Segmentation mask data:
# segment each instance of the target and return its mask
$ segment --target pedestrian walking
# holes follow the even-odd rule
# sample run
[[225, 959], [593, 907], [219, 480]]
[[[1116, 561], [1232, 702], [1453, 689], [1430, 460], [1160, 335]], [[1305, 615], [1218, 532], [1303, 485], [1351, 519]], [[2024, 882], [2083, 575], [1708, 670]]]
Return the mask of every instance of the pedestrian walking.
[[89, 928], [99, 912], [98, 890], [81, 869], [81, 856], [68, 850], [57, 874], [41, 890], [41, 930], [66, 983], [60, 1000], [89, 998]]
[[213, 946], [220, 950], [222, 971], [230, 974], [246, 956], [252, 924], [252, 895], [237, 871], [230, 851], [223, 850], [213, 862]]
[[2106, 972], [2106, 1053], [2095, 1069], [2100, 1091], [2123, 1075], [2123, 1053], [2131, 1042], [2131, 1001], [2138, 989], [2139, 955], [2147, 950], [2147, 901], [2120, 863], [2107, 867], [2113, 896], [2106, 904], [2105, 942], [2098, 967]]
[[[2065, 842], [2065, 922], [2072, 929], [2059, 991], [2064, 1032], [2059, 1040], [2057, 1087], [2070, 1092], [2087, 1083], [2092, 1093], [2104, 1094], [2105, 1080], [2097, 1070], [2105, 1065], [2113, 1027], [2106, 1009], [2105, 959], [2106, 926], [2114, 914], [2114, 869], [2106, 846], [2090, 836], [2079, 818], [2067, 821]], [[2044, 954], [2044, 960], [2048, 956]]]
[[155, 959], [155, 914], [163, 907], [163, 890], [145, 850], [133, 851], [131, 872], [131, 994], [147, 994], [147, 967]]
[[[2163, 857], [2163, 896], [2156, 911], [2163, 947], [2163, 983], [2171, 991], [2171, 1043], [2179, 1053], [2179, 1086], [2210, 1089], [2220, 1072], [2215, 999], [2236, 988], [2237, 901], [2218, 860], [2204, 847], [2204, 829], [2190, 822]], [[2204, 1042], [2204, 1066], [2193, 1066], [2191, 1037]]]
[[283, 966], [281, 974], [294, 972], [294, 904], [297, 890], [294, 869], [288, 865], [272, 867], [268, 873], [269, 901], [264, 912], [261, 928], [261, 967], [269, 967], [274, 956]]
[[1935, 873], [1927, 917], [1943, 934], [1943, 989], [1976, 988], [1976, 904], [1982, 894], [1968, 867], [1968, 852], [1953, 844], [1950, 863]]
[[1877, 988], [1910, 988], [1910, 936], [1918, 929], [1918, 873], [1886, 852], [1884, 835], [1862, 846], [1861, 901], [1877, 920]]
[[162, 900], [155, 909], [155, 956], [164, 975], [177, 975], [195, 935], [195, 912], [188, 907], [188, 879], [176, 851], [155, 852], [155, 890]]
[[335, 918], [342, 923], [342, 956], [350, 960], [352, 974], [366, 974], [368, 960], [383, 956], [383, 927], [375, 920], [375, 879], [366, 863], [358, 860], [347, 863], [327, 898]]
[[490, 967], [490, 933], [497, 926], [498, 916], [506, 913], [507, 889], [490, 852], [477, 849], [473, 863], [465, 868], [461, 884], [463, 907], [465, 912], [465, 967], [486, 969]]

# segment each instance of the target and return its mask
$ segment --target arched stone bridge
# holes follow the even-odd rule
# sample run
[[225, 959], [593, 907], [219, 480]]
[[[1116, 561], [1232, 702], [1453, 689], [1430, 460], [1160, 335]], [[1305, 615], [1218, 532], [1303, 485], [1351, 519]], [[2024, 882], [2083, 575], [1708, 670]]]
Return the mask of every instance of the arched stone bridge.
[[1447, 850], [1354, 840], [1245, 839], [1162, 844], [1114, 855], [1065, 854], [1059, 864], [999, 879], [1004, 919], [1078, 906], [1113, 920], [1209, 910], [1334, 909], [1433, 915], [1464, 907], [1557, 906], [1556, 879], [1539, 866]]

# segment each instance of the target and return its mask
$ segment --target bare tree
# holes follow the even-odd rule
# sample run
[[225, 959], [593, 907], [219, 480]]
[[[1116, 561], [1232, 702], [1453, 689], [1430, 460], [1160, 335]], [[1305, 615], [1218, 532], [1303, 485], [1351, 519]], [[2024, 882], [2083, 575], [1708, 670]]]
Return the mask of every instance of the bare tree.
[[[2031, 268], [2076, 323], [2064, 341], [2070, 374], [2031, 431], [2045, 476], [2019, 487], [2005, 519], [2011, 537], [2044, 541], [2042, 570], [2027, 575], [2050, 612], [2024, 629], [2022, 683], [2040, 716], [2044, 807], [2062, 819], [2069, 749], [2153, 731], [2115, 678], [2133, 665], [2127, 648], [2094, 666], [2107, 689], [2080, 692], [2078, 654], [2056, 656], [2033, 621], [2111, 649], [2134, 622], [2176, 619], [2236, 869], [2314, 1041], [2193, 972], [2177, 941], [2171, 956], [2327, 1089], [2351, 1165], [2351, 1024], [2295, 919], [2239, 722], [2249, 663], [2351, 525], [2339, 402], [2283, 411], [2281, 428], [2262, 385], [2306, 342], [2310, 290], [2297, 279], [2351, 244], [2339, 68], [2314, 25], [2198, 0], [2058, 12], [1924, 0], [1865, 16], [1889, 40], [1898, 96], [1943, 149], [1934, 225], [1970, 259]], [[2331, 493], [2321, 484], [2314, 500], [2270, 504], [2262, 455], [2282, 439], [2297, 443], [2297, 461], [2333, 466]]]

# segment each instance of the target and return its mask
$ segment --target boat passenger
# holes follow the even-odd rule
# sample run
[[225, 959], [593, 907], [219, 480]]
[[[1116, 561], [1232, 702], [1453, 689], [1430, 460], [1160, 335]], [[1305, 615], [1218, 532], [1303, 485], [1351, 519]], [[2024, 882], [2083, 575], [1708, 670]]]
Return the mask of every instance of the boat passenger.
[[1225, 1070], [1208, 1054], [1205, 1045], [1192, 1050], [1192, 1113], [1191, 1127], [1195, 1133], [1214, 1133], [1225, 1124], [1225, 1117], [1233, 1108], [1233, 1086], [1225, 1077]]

*What is needed*: The answer is every entry, repeated word for word.

*Exercise answer*:
# segment each instance of the target and return its mask
$ segment --target pedestrian walking
# holes follow the even-odd rule
# sample run
[[225, 959], [593, 907], [219, 480]]
[[[1116, 561], [1232, 702], [1453, 689], [1430, 460], [1160, 335]], [[1305, 615], [1218, 532], [1303, 485], [1351, 519]], [[2024, 882], [2083, 575], [1708, 670]]]
Return the mask of every instance of the pedestrian walking.
[[89, 928], [99, 912], [98, 890], [81, 869], [81, 856], [68, 850], [57, 874], [41, 890], [41, 930], [66, 983], [60, 1000], [89, 998]]
[[213, 946], [220, 950], [222, 971], [230, 974], [246, 956], [252, 924], [252, 895], [237, 871], [230, 851], [223, 850], [213, 862]]
[[2106, 972], [2106, 1053], [2095, 1069], [2100, 1091], [2123, 1075], [2123, 1053], [2131, 1042], [2131, 1001], [2138, 989], [2139, 955], [2147, 950], [2147, 901], [2120, 863], [2107, 867], [2113, 896], [2106, 904], [2105, 942], [2098, 967]]
[[[2065, 842], [2065, 922], [2072, 929], [2059, 991], [2064, 1032], [2059, 1040], [2057, 1087], [2070, 1092], [2087, 1083], [2092, 1093], [2104, 1094], [2105, 1080], [2097, 1070], [2105, 1065], [2113, 1027], [2106, 1009], [2105, 959], [2106, 926], [2114, 914], [2114, 869], [2106, 846], [2090, 836], [2079, 818], [2067, 821]], [[2044, 954], [2044, 960], [2048, 956]]]
[[155, 959], [155, 914], [163, 907], [163, 890], [145, 850], [133, 851], [131, 872], [131, 994], [147, 994], [147, 967]]
[[[2163, 857], [2163, 896], [2156, 911], [2163, 947], [2163, 983], [2171, 991], [2171, 1043], [2179, 1053], [2179, 1086], [2210, 1089], [2220, 1072], [2215, 999], [2236, 988], [2237, 901], [2218, 860], [2204, 847], [2204, 829], [2190, 822]], [[2204, 1042], [2204, 1066], [2193, 1066], [2191, 1037]]]
[[283, 966], [281, 974], [294, 972], [294, 904], [297, 890], [294, 869], [288, 865], [272, 867], [268, 873], [269, 901], [264, 912], [261, 928], [261, 967], [269, 967], [274, 956]]
[[1935, 873], [1927, 917], [1943, 934], [1943, 989], [1976, 988], [1976, 904], [1982, 894], [1968, 867], [1968, 852], [1953, 844], [1950, 863]]
[[1877, 988], [1910, 988], [1910, 936], [1918, 929], [1918, 873], [1886, 852], [1884, 835], [1862, 846], [1861, 901], [1877, 920]]
[[162, 900], [155, 909], [155, 956], [164, 975], [177, 975], [195, 935], [195, 912], [188, 907], [188, 879], [176, 851], [155, 852], [155, 890]]
[[335, 918], [342, 923], [342, 956], [350, 960], [352, 974], [366, 974], [368, 960], [383, 956], [383, 927], [375, 920], [375, 879], [366, 863], [358, 860], [347, 863], [327, 898]]
[[490, 967], [490, 933], [497, 926], [498, 916], [506, 913], [507, 889], [490, 852], [477, 849], [473, 863], [465, 868], [461, 884], [463, 907], [465, 912], [465, 967], [486, 969]]

# segment each instance of the target and return its mask
$ segment --target arched stone bridge
# holes follow the even-odd rule
# sample run
[[225, 959], [593, 907], [219, 480]]
[[[1116, 561], [1232, 702], [1453, 689], [1430, 460], [1160, 335]], [[1305, 615], [1218, 532], [1303, 485], [1351, 519]], [[2024, 882], [2083, 575], [1708, 670]]]
Return the mask of every instance of the arched stone bridge.
[[1447, 850], [1354, 840], [1245, 839], [1162, 844], [1114, 855], [1065, 854], [1059, 864], [999, 879], [1004, 919], [1078, 906], [1113, 920], [1209, 910], [1334, 909], [1433, 915], [1464, 907], [1557, 906], [1556, 879], [1539, 866]]

# segment each instance of the target and return its mask
$ segment --target bare tree
# holes follow the even-odd rule
# sample run
[[225, 959], [593, 907], [219, 480]]
[[[1116, 561], [1232, 702], [1453, 689], [1430, 460], [1160, 335]], [[1305, 615], [1218, 532], [1303, 485], [1351, 519]], [[2024, 882], [2083, 575], [1708, 670]]]
Return the mask of every instance of the bare tree.
[[[2031, 268], [2076, 323], [2064, 341], [2070, 374], [2031, 431], [2045, 476], [2019, 487], [2005, 519], [2011, 537], [2044, 541], [2042, 570], [2027, 575], [2050, 612], [2024, 629], [2022, 683], [2040, 716], [2044, 807], [2062, 819], [2069, 749], [2153, 731], [2115, 678], [2133, 665], [2127, 648], [2094, 666], [2107, 689], [2080, 692], [2078, 654], [2056, 656], [2033, 621], [2111, 649], [2134, 622], [2176, 619], [2236, 869], [2314, 1041], [2193, 972], [2177, 941], [2171, 956], [2327, 1089], [2351, 1165], [2351, 1024], [2295, 919], [2239, 722], [2249, 663], [2351, 525], [2339, 402], [2283, 411], [2281, 428], [2262, 385], [2306, 342], [2310, 290], [2297, 279], [2351, 244], [2339, 68], [2314, 25], [2198, 0], [2058, 12], [1924, 0], [1865, 16], [1889, 40], [1898, 96], [1943, 149], [1934, 225], [1970, 259]], [[2331, 493], [2321, 484], [2314, 500], [2270, 504], [2262, 455], [2282, 439], [2297, 443], [2297, 461], [2333, 466]]]

# segment each instance of the target and return its mask
$ segment --target boat passenger
# holes follow the even-odd rule
# sample run
[[225, 959], [593, 907], [219, 480]]
[[[1116, 561], [1232, 702], [1453, 689], [1430, 460], [1160, 335]], [[1305, 615], [1218, 532], [1303, 485], [1351, 519]], [[2024, 882], [2083, 575], [1708, 670]]]
Return the mask of every instance of the boat passenger.
[[1225, 1070], [1208, 1054], [1205, 1045], [1192, 1050], [1192, 1113], [1191, 1127], [1195, 1133], [1214, 1133], [1225, 1124], [1225, 1117], [1233, 1108], [1233, 1086], [1225, 1077]]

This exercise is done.